*Stated goal:*
Please format every line of the records below as a JSON list of strings, one string per line, with blank lines dropped and the pictures left out.

(Pointing dataset records)
+++

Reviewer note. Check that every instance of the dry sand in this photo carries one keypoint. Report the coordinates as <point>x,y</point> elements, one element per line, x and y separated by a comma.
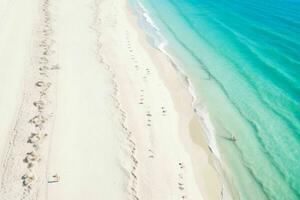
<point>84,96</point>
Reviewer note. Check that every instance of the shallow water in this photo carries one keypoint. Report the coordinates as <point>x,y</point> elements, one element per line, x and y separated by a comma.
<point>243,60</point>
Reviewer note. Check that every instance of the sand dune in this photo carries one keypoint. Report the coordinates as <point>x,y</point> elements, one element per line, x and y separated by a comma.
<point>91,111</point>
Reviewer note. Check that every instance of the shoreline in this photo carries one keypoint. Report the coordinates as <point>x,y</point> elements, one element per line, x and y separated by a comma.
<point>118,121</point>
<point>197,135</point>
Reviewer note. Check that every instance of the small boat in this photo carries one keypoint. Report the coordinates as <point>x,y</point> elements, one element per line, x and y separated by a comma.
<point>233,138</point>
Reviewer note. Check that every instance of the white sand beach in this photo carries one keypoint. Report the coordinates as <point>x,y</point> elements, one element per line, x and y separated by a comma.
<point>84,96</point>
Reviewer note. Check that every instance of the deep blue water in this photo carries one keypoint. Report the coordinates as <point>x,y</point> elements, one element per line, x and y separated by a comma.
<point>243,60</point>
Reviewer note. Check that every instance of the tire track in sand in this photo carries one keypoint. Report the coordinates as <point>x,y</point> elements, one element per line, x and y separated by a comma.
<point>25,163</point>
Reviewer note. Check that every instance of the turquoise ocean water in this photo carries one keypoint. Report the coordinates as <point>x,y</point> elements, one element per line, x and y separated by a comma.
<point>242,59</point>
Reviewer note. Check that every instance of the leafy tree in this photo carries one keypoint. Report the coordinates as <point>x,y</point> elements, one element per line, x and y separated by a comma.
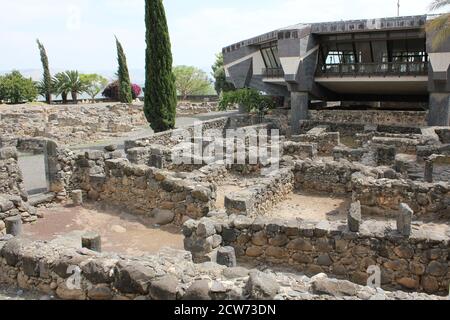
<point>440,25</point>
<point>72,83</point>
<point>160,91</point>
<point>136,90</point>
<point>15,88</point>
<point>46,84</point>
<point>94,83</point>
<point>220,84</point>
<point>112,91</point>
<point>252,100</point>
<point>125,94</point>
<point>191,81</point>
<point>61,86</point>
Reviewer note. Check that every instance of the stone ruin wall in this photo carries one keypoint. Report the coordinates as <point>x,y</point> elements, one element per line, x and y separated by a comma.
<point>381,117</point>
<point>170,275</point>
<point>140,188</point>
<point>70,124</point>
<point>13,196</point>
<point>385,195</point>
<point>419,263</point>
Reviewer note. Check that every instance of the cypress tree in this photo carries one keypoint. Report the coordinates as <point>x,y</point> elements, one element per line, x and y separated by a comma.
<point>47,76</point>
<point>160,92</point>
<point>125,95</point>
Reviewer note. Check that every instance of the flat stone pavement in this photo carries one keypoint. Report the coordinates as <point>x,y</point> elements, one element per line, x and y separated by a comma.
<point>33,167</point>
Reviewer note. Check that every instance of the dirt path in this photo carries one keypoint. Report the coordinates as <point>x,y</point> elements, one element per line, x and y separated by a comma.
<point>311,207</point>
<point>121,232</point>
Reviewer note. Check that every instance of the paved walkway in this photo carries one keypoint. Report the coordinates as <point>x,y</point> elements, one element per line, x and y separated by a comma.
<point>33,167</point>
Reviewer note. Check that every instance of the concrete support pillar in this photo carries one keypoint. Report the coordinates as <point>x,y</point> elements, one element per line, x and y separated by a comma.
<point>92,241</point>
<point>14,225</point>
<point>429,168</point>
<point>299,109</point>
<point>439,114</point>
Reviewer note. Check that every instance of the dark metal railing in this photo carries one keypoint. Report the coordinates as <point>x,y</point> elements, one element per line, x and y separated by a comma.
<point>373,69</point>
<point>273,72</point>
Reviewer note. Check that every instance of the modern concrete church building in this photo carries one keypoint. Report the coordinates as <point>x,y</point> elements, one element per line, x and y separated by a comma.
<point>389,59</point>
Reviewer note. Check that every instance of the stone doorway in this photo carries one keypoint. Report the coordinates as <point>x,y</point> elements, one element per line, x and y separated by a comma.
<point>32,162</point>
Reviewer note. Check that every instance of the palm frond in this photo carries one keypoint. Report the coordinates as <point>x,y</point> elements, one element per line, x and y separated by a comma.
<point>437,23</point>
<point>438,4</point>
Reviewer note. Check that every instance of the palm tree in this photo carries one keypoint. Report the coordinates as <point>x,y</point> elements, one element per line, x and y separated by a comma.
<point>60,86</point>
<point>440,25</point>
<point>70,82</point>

+++

*The completed task:*
[
  "Reviewer note. Check that every instance of the dry sand in this photo carries one keypoint. Report the coordinates as <point>x,y</point> elements, one element per line, x and y separated by a comma.",
  "<point>84,96</point>",
  "Reviewer note. Check that every instance of the shallow water in this photo carries one keypoint. Report the coordinates as <point>x,y</point> elements, one element per line, x and y separated by a comma.",
  "<point>243,60</point>",
  "Reviewer note. Check that every instance of the sand dune in this photo carries one keypoint. Report the coordinates as <point>x,y</point> elements, one element per line, x and y separated by a comma.",
  "<point>91,111</point>",
  "Reviewer note. Check that every instance of the shoreline in this photo carries one keypoint. Report the coordinates as <point>x,y</point> elements, one element per line, x and y separated by a comma.",
  "<point>118,121</point>",
  "<point>197,135</point>",
  "Reviewer note. Check that every instance of the small boat in this photo carries one keypoint. Report the coordinates as <point>x,y</point> elements, one element per line, x and y separated by a comma.",
  "<point>233,138</point>",
  "Reviewer note. Check that every instance of the white sand beach in this photo carries one keypoint. Report the coordinates as <point>x,y</point> elements, one element per line, x and y separated by a comma.",
  "<point>84,96</point>",
  "Reviewer note. Check that every instance of the deep blue water in this photo carries one keypoint. Report the coordinates as <point>x,y</point> elements, one element per line, x and y separated by a comma.",
  "<point>243,60</point>",
  "Reviewer note. Check that every instance of the tire track in sand in this photo carries one keypoint. Report the coordinates as <point>x,y</point> elements, one element per line, x and y separated by a comma.",
  "<point>25,163</point>",
  "Reviewer note. Check that every instance of the turquoise ocean water in this photo carries one keypoint. Report the coordinates as <point>x,y</point> elements, one element per line, x and y separated by a comma.",
  "<point>242,59</point>",
  "Reviewer note. Check that every instance of the leafy tree in this photo carries one keypoint. Report the coordinates as <point>x,y</point> elements, one element per line, x and y separated by a comma.",
  "<point>440,25</point>",
  "<point>72,83</point>",
  "<point>160,91</point>",
  "<point>136,90</point>",
  "<point>15,88</point>",
  "<point>46,84</point>",
  "<point>94,83</point>",
  "<point>220,84</point>",
  "<point>112,91</point>",
  "<point>252,100</point>",
  "<point>125,94</point>",
  "<point>191,81</point>",
  "<point>61,86</point>",
  "Reviewer note. Check that every instance of the stone ruin wall in this photo carries one keypoint. Report the coordinates as <point>x,y</point> elements, one element per line, x and y separated by a comma.",
  "<point>381,117</point>",
  "<point>170,275</point>",
  "<point>140,188</point>",
  "<point>70,124</point>",
  "<point>13,196</point>",
  "<point>385,195</point>",
  "<point>419,263</point>",
  "Reviewer note. Check that every instance of the cypress tree in this photo carries one keypoint. Report the coordinates as <point>x,y</point> elements, one element per line, x and y separated by a comma.",
  "<point>47,76</point>",
  "<point>160,92</point>",
  "<point>125,95</point>",
  "Reviewer note. Check that every instance of the flat stone pavement in this photo carries one keypoint. Report the coordinates as <point>x,y</point> elements, one element per line, x and y separated by a comma.",
  "<point>33,167</point>",
  "Reviewer note. Check that every instance of the dirt path in this photo carries one keypoint. Report the coordinates as <point>x,y</point> elements, one element per line, x and y separated by a comma.",
  "<point>311,207</point>",
  "<point>121,232</point>",
  "Reviewer note. Check that every instance of the paved walkway in this photo carries one keypoint. Report the coordinates as <point>x,y</point> elements, one element per line, x and y separated by a comma.",
  "<point>33,167</point>",
  "Reviewer note. Check that every instance of the concrete support pillar in this photo carries one keypoint. Report the coordinates as <point>x,y</point> elements, one element per line, x and y separated by a comma.",
  "<point>92,241</point>",
  "<point>14,225</point>",
  "<point>429,168</point>",
  "<point>299,109</point>",
  "<point>439,114</point>",
  "Reviewer note. Check that every instance of the dark metal railing in this photo carries one keypoint. Report the coordinates as <point>x,y</point> elements, one element per line, x and y separated by a comma.",
  "<point>373,69</point>",
  "<point>273,72</point>",
  "Reviewer note. Check that every instance of the modern concrete church building in this photo carries one keypoint. Report the coordinates as <point>x,y</point> elements, one element per line, x and y separated by a comma.",
  "<point>389,59</point>",
  "Reviewer note. Check that every instance of the stone doorway in this photo carries one keypoint. Report the coordinates as <point>x,y</point> elements, one element per line, x and y separated by a comma.",
  "<point>32,162</point>",
  "Reviewer note. Check that every instance of the palm frond in this photo carries one keypoint. Report the coordinates as <point>x,y</point> elements, one element per line, x and y separated by a comma.",
  "<point>437,23</point>",
  "<point>438,4</point>",
  "Reviewer note. Check that every instance of the palm tree in this photo carries one keypoint. Report the coordinates as <point>x,y</point> elements, one element per line, x and y separated by a comma.",
  "<point>60,86</point>",
  "<point>440,25</point>",
  "<point>70,82</point>"
]